(Collected data)
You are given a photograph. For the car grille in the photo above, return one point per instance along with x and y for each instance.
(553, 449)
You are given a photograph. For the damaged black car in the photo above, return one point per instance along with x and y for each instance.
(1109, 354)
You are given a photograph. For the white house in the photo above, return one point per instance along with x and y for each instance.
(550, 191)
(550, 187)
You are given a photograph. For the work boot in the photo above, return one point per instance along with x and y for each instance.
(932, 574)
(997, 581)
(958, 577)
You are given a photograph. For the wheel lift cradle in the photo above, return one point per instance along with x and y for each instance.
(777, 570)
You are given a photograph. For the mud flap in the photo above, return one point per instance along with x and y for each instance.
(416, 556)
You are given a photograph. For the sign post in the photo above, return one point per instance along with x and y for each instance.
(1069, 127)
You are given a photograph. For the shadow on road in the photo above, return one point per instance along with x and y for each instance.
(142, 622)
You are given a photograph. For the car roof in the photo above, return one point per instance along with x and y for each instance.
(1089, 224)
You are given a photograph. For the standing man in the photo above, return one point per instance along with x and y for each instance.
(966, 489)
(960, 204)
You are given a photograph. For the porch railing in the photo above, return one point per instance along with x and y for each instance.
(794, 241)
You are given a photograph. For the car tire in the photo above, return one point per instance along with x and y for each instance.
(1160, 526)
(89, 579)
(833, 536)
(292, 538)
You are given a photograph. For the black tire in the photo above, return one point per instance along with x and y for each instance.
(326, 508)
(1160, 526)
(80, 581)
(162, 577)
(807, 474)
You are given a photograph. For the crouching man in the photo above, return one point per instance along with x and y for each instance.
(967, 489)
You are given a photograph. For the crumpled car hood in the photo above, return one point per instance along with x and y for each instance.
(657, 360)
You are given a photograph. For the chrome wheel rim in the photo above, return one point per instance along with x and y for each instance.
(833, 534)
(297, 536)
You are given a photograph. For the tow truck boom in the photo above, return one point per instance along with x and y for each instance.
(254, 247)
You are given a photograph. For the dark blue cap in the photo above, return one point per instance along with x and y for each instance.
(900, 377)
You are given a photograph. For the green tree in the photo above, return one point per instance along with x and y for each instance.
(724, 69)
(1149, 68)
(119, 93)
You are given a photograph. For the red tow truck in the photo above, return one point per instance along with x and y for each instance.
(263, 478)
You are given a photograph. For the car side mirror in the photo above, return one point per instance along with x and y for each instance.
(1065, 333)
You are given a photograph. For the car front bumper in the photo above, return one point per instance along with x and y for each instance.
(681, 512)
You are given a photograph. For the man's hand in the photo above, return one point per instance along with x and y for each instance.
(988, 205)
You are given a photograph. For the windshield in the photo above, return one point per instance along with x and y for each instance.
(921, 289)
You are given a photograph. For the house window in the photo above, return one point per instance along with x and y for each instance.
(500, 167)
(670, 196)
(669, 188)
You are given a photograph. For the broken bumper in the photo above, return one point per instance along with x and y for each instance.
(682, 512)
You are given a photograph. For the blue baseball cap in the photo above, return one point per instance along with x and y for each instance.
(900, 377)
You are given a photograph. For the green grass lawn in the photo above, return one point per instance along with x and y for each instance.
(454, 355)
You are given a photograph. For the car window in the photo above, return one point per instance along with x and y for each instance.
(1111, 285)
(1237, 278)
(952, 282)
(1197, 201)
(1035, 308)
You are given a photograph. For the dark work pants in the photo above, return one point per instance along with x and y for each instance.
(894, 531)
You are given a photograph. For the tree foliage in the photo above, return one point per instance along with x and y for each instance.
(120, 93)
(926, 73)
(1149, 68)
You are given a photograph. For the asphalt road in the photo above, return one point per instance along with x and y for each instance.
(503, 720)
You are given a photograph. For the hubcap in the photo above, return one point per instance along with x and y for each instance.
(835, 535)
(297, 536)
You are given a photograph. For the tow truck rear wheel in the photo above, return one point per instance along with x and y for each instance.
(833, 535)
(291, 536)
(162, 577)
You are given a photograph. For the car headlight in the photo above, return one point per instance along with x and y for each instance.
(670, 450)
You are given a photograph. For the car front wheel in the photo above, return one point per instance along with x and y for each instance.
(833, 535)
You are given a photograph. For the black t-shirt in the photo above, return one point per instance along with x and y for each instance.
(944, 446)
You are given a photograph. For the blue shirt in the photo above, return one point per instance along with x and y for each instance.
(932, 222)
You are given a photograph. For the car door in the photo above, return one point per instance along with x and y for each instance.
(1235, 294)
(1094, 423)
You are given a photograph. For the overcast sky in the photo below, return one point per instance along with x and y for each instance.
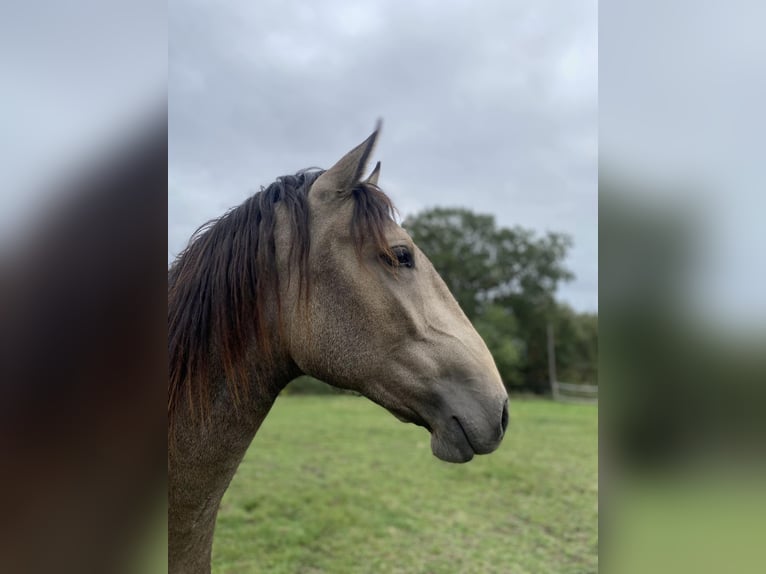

* Exercise description:
Your answer must be an exact copy of the records, minus any pictures.

* Solution for this exercise:
You are given a photograph. For the car grille in the photo above, return one point per instance along with x and y for each instance.
(553, 449)
You are given a photograph. For the damaged black car in the photo above, return one point per instance along with x and y for each instance.
(1109, 354)
You are given a photograph. For the white house in the photo above, return one point per instance along with x and y for each instance.
(550, 191)
(550, 187)
You are given a photograph. For the work boot in the photo above, return one point per instance along with x and y for each instance.
(932, 574)
(997, 581)
(958, 577)
You are given a photograph. For the wheel lift cradle in the photo above, return one point per instance along with x and y for each instance.
(777, 570)
You are given a photograph. For the mud flap in the photo above, return one point per instance along with x and y for each instance.
(416, 556)
You are given a photograph. For the sign post in the photo above, return one point per instance along with x and y for each instance.
(1069, 127)
You are given a photograph. For the shadow on road in the photo above, return one point per instance along with x and y for each instance.
(142, 622)
You are given a photograph. For the car roof in the photo above, return one point per instance along with x and y for each instance.
(1089, 224)
You are given a photograph. For the standing man in the photo above, return one point per instance along with x and y for each instance.
(966, 489)
(960, 204)
You are given a photograph. For the porch railing in the photo above, return one point per instance along with x and y for each instance.
(794, 241)
You are given a photograph. For the car tire in the photo above, return one point per instance along with x and y for each instance.
(1160, 526)
(89, 579)
(833, 536)
(292, 538)
You are given a photograph. For the black tire in the photo above, return one point per instance along with x and y for each instance.
(326, 508)
(1160, 526)
(80, 581)
(162, 577)
(807, 474)
You are given a photograph. For the crouching man in the photo above, return one point per instance along with x and y for each instance.
(967, 489)
You are given a photograph. For the crumpled car hood in the photo above, return one point per instance along with x and y for each instance.
(657, 360)
You are given a photograph. For the chrome wheel rim in the photo above, return one point per instance along with x and y for each instance.
(833, 534)
(297, 536)
You are given a photograph. For the tow truck boom in the photo above, return one point per instance along with x and y for each instance.
(254, 247)
You are given a photograph. For the dark blue cap in the photo above, return one point per instance along with x and y for each instance.
(900, 377)
You are given a photograph. For the green tree in the photo above, return one point per instance along with x and y for each instance.
(724, 69)
(1149, 68)
(119, 93)
You are given a photograph. For the red tow truck in the photo above, return one point per instance along with x and y for each instance.
(263, 478)
You are given a photograph. For the car side mirror in the photo above, return one point per instance along with x and y for each instance.
(1065, 333)
You are given a photograph. For the car front bumper in the photo above, return one point per instance along with x and y for each instance.
(681, 512)
You are given a photograph. For the man's hand in the photo above, return one point per instance along with x and y for each instance.
(988, 205)
You are given a photograph. For the windshield in the photo above, return one point per instance along with x and y for each instance.
(921, 289)
You are given a photograph. For the house window in the photo above, return one point per instance along with x and y for each instance.
(500, 167)
(670, 196)
(669, 188)
You are given a photograph. For the broken bumper in the photo above, return one point per instance along with x and y for each instance.
(682, 512)
You are given a photograph. For the blue baseball cap in the photo above, return one point per instance along with x and y for each instance.
(900, 377)
You are given a photograph. For the green grass lawn in the photo above, return one point per instance along with x and y for each instance.
(454, 355)
You are given a photograph. For the car window in the photo above, return one point per instance along with x and y for each instance.
(1111, 285)
(1237, 278)
(952, 282)
(1197, 201)
(1035, 308)
You are given a photograph. For the dark work pants in the photo above, return one point per instance along with x and y for each instance.
(894, 531)
You are given a photograph. For the tree foliage in the photo above, return one point per instance along with x and y for each instance.
(120, 93)
(926, 73)
(1149, 68)
You are given a photograph. For the asphalt road in the photo above, return one point per instance along with x and y for each instance.
(503, 720)
You are given a photograph. For the hubcap in the photo above, return one point per instance along with x and y for each instance.
(835, 535)
(297, 536)
You are given a photograph. For the tow truck rear wheel in the photo above, return one point per instance along with x and y for each instance.
(833, 535)
(291, 536)
(162, 577)
You are given a photograph. For the car headlight in the photo above, return one point per instance along with x and y for each instance.
(670, 450)
You are given a photograph. For the car front wheel in the photo above, return one point per instance along with x and y for each instance.
(833, 535)
You are given a photograph. For the black t-shirt in the photo above, return one point per instance along with x and y for each instance.
(944, 446)
You are given a photograph. For the blue shirt in the photo above, return one point per instance along with x and y for each instance.
(932, 222)
You are given a photograph. For the car door in the photo above, return one point per instance along with x and y for each instance.
(1235, 294)
(1094, 423)
You are given a photograph. For the overcast sky in the photo below, return one point per instance along with x and y for each instance.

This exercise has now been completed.